Instructions for the task
Shift the coordinates by 68 in everything from the line containing "Objective: a point on each instance of the navy" down to the line containing "(1253, 729)", both of those lines included. Write out each line in that span again, adding 68 to every x and y value in the answers and leaving all other text unchanged.

Position identification records
[Start]
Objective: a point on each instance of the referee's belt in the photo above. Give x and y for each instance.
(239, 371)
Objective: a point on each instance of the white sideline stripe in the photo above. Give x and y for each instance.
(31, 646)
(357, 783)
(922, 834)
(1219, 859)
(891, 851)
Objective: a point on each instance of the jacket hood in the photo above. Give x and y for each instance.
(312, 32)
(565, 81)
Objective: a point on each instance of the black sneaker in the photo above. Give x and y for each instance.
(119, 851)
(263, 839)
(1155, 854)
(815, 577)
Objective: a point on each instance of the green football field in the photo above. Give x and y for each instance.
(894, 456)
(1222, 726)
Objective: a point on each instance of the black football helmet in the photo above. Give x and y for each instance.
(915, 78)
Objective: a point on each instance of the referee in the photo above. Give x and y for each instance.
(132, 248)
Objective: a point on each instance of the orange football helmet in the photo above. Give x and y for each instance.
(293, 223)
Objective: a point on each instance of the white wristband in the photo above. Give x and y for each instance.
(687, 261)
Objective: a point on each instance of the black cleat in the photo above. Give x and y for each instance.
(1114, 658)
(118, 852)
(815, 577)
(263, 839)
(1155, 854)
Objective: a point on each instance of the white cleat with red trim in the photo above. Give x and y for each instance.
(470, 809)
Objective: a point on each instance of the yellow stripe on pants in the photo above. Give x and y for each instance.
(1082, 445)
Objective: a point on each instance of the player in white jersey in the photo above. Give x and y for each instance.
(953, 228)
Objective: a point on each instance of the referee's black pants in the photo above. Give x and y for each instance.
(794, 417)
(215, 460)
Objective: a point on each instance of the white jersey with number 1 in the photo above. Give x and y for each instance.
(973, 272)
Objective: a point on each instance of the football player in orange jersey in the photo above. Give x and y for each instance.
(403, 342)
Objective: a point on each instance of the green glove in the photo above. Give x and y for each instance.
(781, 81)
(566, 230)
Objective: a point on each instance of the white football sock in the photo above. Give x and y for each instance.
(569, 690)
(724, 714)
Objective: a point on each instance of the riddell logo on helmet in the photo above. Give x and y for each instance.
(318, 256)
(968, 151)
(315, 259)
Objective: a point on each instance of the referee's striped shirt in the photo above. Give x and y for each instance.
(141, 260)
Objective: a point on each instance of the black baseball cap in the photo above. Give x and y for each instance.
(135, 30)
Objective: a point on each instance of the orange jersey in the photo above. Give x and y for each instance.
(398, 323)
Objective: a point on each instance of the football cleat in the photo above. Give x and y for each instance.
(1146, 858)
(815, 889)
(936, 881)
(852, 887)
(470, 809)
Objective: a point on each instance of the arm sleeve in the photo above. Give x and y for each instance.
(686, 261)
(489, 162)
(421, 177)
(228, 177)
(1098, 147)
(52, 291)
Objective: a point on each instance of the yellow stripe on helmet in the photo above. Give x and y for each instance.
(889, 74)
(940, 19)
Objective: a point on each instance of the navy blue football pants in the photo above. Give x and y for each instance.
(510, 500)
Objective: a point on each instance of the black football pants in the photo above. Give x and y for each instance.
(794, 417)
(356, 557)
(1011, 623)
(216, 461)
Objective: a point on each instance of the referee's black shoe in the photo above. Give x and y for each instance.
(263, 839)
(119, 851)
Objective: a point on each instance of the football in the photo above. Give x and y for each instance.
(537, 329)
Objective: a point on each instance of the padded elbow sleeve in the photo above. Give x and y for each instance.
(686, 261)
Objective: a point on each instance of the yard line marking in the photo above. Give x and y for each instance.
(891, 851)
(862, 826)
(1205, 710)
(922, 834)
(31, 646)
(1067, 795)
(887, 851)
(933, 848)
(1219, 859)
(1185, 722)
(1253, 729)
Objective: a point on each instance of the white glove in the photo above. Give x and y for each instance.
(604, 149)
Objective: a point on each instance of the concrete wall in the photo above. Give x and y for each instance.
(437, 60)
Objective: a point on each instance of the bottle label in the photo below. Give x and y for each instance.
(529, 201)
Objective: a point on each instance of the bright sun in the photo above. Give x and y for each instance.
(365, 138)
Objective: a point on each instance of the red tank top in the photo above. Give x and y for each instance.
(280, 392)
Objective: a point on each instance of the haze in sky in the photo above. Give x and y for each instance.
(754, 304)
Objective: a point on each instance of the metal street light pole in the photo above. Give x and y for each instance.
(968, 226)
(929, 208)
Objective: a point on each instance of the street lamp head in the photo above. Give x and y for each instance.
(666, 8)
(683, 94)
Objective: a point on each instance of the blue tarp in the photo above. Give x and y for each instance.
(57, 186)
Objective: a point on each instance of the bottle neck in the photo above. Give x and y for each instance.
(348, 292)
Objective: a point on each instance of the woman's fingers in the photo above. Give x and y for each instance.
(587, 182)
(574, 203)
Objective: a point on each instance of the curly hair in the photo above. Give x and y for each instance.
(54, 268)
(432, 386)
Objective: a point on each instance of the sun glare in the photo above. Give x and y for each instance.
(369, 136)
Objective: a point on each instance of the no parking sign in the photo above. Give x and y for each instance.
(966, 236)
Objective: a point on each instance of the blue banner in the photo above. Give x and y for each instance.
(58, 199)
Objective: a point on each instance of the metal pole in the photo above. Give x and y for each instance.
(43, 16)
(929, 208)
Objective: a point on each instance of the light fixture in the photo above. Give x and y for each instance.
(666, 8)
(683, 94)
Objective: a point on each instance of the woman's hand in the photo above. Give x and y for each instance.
[End]
[Start]
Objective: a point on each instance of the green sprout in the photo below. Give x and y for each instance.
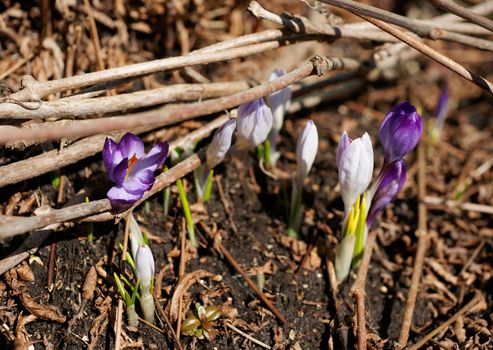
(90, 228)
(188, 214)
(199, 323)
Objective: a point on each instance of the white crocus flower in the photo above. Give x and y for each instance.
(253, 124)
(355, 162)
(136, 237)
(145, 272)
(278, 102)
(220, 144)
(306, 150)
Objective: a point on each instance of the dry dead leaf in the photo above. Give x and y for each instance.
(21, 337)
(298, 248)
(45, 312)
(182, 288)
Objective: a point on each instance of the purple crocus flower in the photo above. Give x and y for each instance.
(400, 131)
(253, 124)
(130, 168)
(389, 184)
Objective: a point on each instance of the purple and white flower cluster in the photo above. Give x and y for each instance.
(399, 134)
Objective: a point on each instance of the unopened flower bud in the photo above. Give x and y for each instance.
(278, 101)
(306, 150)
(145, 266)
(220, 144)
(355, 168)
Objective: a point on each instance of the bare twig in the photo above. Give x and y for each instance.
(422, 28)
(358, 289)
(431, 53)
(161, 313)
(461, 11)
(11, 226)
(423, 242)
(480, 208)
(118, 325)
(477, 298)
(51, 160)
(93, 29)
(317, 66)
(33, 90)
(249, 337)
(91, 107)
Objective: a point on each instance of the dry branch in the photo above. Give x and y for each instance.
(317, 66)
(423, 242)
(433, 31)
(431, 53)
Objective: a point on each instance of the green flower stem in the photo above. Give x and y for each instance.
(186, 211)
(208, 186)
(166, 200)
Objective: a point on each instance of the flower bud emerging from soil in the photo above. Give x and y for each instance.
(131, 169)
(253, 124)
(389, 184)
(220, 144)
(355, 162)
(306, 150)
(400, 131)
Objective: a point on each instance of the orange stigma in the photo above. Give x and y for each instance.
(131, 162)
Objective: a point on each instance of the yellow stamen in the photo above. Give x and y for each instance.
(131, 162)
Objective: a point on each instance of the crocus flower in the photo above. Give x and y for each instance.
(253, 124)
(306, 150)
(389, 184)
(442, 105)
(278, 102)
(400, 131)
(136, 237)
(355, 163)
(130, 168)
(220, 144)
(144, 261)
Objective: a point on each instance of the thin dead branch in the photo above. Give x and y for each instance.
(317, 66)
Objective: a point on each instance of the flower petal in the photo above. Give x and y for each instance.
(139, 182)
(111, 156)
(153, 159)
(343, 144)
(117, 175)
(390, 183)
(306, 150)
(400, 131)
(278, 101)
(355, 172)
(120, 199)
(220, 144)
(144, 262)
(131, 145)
[End]
Right answer
Objective: a point on each instance of the navy blue football pants in the photo above. Give x and y for each instance.
(578, 568)
Objective: a point on each instance of the black football pants in the photo above. Give x and y for each instance.
(862, 485)
(424, 625)
(1079, 691)
(284, 529)
Objective: a point on each instance of the referee's black shoe in the photo above. Give x and y for each instance.
(331, 907)
(187, 919)
Objective: a point on each instance of the football in the photo above. Give x and y for each instance.
(605, 397)
Objective: a point on each instance of the padded elbow sleeve in the photo above. Give x and y for each instance.
(754, 329)
Objective: a point on each instance of the yard line marking in the photo above. Give x and y for each instance.
(959, 919)
(930, 894)
(1273, 778)
(990, 902)
(99, 714)
(1135, 863)
(955, 919)
(1001, 916)
(1287, 927)
(1253, 790)
(1321, 797)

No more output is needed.